:: PAGE EXCERPT ::
--------------------------------------------------
But it’s always so hard to say goodbye. I’ve shed more than a few tears, and my husband has accompanied me on meet and greets for much needed emotional support. But I recently saw one of our latest fosters, Battalion, with his new mom, and I was delighted to learn that he didn’t even remember me. I was just another person to him, no big deal. He just wanted the love from his mom. I would have thought that would crush me, but it really made me so happy. He doesn’t miss me!
How has fostering affected you?
It’s a learning process, but my husband and I feel stronger with every dog. We’re more confident as dog parents, and we feel like we are giving back to the community. Every foster we take in, gives the rescue a chance to pull another dog from a shelter. It’s extremely fulfilling, and encourages us to be even more involved in our community .
What has been your biggest surprise as a foster parent?
--------------------------------------------------
:: EXTRACTED INFORMATION ::
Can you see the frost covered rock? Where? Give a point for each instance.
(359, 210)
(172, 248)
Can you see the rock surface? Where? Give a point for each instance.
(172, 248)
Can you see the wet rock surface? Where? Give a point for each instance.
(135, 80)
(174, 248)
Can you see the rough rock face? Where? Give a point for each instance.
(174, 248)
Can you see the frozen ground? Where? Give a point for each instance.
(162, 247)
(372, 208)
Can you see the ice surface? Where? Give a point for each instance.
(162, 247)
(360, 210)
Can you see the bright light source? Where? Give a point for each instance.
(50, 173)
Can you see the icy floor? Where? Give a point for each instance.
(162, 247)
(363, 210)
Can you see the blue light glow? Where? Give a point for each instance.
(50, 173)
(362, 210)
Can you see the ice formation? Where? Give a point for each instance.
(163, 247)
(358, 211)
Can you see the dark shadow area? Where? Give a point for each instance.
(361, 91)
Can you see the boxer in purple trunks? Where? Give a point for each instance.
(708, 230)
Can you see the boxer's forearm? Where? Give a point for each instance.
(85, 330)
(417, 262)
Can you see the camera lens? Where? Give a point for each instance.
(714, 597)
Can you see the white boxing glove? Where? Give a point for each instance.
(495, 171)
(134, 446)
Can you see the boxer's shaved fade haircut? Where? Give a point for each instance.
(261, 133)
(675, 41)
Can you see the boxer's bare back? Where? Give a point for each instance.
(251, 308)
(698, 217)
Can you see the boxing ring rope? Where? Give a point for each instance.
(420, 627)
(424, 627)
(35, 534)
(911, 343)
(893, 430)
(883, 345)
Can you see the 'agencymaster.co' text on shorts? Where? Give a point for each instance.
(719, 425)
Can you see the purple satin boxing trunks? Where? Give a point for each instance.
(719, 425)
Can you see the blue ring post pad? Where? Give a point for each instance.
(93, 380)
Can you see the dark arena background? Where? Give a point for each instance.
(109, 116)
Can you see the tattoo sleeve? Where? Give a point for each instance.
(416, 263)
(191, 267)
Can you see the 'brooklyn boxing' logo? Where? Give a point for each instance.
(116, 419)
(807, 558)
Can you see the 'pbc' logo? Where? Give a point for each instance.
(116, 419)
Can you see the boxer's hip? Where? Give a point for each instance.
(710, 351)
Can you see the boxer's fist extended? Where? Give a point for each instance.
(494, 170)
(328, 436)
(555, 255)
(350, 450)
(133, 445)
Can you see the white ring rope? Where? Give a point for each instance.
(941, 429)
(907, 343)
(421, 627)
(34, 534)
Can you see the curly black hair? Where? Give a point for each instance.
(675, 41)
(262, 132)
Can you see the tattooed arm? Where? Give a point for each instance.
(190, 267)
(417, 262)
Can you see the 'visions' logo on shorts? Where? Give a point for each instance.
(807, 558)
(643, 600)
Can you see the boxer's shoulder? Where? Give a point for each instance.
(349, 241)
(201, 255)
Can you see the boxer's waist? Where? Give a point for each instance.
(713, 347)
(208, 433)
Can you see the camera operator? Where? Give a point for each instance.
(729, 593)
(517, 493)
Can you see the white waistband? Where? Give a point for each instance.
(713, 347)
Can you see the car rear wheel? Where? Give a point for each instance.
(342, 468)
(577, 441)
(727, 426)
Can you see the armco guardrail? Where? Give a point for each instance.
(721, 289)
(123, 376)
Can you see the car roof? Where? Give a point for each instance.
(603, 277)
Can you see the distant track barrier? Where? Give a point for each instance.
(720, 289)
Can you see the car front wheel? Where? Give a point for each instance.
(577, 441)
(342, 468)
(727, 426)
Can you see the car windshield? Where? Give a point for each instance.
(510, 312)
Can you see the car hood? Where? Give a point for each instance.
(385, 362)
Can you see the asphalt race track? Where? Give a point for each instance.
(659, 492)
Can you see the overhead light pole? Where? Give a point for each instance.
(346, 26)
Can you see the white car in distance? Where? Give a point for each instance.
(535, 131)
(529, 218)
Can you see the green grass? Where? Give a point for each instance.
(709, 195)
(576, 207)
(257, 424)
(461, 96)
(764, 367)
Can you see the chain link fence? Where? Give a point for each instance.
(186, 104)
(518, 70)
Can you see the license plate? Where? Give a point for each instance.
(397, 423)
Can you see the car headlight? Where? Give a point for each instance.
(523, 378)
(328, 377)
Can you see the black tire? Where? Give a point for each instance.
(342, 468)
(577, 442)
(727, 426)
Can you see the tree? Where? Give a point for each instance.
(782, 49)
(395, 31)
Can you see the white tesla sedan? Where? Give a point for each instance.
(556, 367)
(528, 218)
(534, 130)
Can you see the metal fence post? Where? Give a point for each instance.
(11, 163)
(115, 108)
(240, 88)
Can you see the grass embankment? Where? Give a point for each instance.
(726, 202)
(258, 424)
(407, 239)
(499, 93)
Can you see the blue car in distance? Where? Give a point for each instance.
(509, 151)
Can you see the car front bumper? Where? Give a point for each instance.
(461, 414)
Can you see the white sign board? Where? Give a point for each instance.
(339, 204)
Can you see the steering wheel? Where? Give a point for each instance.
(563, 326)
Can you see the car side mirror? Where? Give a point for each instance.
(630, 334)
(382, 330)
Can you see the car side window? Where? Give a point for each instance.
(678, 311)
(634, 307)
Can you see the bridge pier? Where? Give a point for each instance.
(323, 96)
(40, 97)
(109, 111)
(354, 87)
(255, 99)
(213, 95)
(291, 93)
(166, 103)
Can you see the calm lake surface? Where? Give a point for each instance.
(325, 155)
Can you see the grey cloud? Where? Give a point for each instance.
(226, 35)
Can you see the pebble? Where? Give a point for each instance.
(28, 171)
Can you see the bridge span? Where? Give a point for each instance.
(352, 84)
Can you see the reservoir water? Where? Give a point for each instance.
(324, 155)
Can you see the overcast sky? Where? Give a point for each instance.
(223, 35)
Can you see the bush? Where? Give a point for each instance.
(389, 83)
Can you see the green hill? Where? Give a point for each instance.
--------------------------------------------------
:: REQUIREMENT ::
Write the next part of the dog-fostering interview, beginning with the answer to its final question.

:: FINAL RESULT ::
Dogs who love their crates. It’s the best surprise when we don’t have to bribe them or push them to get in. They’re all, “Oh, go to bed? Okay then!"
Do you have any advice for someone who is interested in becoming a foster?
I like to tell people that this is a scam in our favor. Wags and Walks provides the food, toys, crate, meds, everything you need - and in return you get all the puppy love! You’re totally capable of fostering. It can be sad to say goodbye, but it’s so fulfilling! And trust your instincts. If something seems off, email the wags team and get their advice. They’ve seen it all.
Thank you so much for sharing your story with us, Mary. We are so happy to have you as a foster!